_Challenge_
Reproduce everything from the start of the listing down to the line containing "pixel 598 453", replacing "low-lying fog" with "ground fog" and changing nothing else. Leave the pictures out of your answer.

## Begin Task inputs

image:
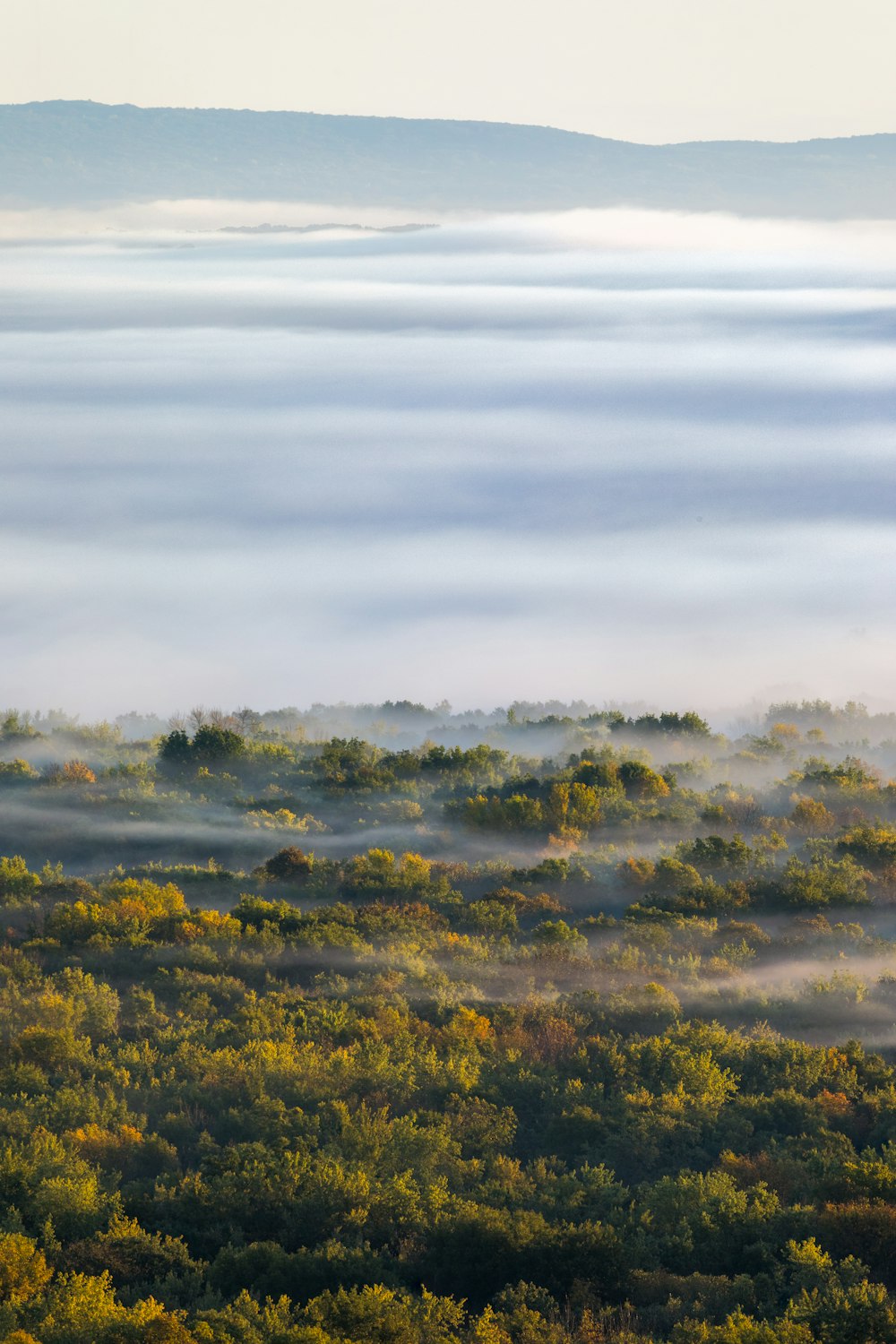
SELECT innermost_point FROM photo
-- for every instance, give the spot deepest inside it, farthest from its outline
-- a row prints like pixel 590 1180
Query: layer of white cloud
pixel 599 454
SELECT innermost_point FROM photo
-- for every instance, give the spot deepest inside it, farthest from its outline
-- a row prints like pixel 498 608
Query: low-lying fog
pixel 598 453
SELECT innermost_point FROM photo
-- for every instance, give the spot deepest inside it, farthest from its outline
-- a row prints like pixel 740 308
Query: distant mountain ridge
pixel 85 152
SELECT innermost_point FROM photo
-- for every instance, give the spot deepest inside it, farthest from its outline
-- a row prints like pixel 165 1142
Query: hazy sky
pixel 599 454
pixel 650 70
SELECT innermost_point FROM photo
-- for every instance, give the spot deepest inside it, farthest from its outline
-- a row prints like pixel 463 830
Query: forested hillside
pixel 556 1026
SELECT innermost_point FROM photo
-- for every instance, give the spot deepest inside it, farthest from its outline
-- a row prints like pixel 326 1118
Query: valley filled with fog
pixel 600 453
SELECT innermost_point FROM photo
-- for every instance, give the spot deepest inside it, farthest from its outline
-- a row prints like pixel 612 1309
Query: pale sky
pixel 650 70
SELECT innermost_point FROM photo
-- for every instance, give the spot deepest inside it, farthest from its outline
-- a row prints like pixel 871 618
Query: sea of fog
pixel 605 454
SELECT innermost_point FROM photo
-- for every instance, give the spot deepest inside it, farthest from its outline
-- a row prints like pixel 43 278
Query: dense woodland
pixel 390 1026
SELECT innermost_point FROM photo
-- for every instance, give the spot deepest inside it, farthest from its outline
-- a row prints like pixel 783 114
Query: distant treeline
pixel 447 1043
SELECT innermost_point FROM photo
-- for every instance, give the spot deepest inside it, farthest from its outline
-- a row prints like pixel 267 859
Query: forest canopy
pixel 563 1026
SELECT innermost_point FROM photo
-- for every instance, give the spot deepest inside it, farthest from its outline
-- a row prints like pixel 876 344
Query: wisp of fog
pixel 597 453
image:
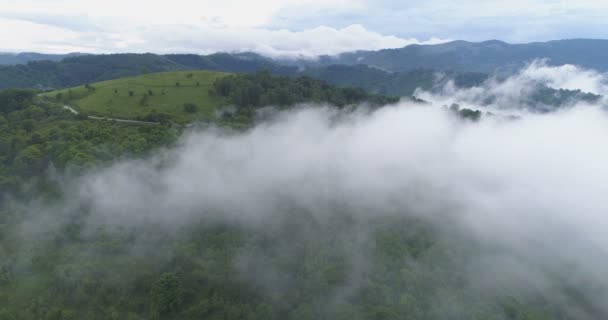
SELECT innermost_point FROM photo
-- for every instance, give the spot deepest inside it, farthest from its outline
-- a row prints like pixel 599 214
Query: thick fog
pixel 530 192
pixel 514 93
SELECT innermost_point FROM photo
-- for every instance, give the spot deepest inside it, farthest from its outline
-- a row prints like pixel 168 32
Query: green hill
pixel 183 95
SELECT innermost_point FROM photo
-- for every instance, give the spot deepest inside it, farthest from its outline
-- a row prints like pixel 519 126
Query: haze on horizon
pixel 285 28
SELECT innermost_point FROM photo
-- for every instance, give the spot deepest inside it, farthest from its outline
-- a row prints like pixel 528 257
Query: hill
pixel 25 57
pixel 486 57
pixel 75 71
pixel 187 96
pixel 142 96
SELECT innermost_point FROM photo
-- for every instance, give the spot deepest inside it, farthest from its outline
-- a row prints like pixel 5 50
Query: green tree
pixel 190 107
pixel 166 294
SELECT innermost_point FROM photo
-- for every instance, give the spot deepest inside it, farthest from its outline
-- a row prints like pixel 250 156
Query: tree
pixel 190 107
pixel 166 294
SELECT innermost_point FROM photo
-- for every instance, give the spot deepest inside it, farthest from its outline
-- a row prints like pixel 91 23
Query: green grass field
pixel 138 96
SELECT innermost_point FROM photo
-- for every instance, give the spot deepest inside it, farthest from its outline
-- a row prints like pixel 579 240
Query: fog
pixel 514 93
pixel 529 193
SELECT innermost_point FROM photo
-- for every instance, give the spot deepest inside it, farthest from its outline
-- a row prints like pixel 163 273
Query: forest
pixel 60 261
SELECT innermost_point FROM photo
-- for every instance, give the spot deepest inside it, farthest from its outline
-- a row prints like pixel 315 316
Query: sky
pixel 288 28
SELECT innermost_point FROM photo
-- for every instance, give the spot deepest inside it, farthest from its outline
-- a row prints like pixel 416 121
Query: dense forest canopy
pixel 181 219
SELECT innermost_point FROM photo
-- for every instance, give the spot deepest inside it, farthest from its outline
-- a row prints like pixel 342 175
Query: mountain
pixel 7 58
pixel 75 71
pixel 485 57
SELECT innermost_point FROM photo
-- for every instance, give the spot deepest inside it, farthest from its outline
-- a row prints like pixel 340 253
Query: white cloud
pixel 516 91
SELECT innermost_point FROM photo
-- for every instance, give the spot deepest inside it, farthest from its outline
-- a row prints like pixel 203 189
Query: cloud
pixel 517 91
pixel 179 38
pixel 528 193
pixel 275 43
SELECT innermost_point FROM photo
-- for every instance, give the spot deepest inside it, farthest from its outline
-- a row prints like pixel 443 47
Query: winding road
pixel 74 111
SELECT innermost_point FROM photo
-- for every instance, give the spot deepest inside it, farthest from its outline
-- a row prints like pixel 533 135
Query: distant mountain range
pixel 395 72
pixel 486 57
pixel 25 57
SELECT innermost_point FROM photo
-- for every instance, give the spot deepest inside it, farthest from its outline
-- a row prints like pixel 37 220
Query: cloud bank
pixel 517 92
pixel 524 198
pixel 529 193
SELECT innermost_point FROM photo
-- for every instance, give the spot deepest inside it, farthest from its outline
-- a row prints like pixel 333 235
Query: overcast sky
pixel 288 27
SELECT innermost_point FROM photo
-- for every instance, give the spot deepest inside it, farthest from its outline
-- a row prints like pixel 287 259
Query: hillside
pixel 138 97
pixel 75 71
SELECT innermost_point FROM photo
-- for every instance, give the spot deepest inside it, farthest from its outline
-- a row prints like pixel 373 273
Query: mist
pixel 526 195
pixel 515 93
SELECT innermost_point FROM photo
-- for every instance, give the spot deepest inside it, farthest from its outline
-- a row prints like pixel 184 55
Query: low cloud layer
pixel 529 192
pixel 517 92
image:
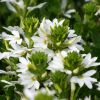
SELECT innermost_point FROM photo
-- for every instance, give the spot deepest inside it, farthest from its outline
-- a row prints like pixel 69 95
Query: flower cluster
pixel 49 64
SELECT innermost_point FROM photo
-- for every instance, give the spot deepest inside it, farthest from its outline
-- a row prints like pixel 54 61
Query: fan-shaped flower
pixel 85 79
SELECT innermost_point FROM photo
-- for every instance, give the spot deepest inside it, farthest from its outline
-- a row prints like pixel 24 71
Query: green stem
pixel 72 91
pixel 76 92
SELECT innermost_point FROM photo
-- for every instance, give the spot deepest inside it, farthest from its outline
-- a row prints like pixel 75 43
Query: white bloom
pixel 23 65
pixel 56 64
pixel 29 80
pixel 47 51
pixel 97 13
pixel 85 79
pixel 30 93
pixel 98 86
pixel 7 55
pixel 40 42
pixel 87 98
pixel 89 62
pixel 45 26
pixel 18 50
pixel 20 3
pixel 14 38
pixel 69 12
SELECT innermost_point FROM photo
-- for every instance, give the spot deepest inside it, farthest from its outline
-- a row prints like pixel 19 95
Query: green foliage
pixel 30 26
pixel 39 61
pixel 60 83
pixel 42 96
pixel 90 8
pixel 58 36
pixel 72 61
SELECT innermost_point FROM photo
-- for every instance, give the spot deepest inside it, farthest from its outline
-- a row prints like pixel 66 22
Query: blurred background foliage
pixel 84 21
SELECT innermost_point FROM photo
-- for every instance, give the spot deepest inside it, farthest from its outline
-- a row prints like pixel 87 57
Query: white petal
pixel 89 73
pixel 15 33
pixel 23 60
pixel 88 83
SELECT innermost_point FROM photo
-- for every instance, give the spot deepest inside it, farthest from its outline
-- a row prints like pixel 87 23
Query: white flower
pixel 89 62
pixel 87 98
pixel 7 55
pixel 23 65
pixel 40 42
pixel 14 38
pixel 19 3
pixel 97 13
pixel 56 64
pixel 98 86
pixel 69 12
pixel 19 50
pixel 49 52
pixel 30 93
pixel 85 79
pixel 45 26
pixel 29 80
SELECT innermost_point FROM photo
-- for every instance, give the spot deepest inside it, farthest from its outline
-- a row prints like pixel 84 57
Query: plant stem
pixel 72 91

## End Task inputs

_Result_
image:
SELECT innermost_point FROM photo
-- for every instance, give the spot deepest inside it, farthest from its outline
-- a row prints like pixel 590 1180
Query: layer of white cloud
pixel 599 454
SELECT innermost_point FROM photo
-- for every instance, give the spot deepest inside it, farthest from its outline
-- a row prints like pixel 498 608
Query: ground fog
pixel 598 453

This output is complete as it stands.